Your instructions - The output should consist solely of the lines running from the one that contains "For each instance of the stork's red" through the end of the records below, copied exactly.

Dataset entries -

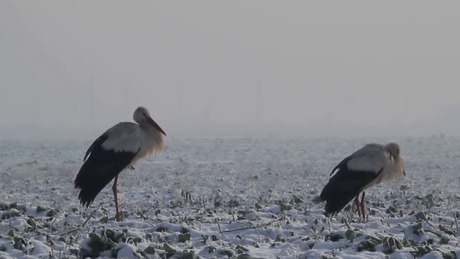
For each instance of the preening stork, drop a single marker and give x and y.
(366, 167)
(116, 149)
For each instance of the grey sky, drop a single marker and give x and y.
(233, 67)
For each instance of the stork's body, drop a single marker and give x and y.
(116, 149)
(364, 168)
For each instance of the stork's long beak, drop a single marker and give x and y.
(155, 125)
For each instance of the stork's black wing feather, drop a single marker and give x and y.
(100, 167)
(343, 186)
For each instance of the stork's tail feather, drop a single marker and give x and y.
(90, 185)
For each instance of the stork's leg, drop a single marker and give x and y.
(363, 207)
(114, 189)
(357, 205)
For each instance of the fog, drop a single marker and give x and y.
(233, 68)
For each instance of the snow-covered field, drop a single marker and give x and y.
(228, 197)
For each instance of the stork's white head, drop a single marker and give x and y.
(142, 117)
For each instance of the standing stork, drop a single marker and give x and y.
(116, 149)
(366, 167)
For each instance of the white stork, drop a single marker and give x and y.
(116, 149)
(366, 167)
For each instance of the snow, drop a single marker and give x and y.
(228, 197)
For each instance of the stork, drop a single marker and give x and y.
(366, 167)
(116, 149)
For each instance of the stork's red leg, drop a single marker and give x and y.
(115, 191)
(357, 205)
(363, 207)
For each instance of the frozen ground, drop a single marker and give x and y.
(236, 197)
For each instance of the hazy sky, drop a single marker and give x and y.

Response below -
For each instance of the stork's red leg, drop a single marker and give x and y.
(115, 191)
(357, 205)
(363, 207)
For each instance of the frozen ground, drop a single marker and give x and y.
(236, 197)
For each instance of the hazy sky, drop a single marker and give x and y.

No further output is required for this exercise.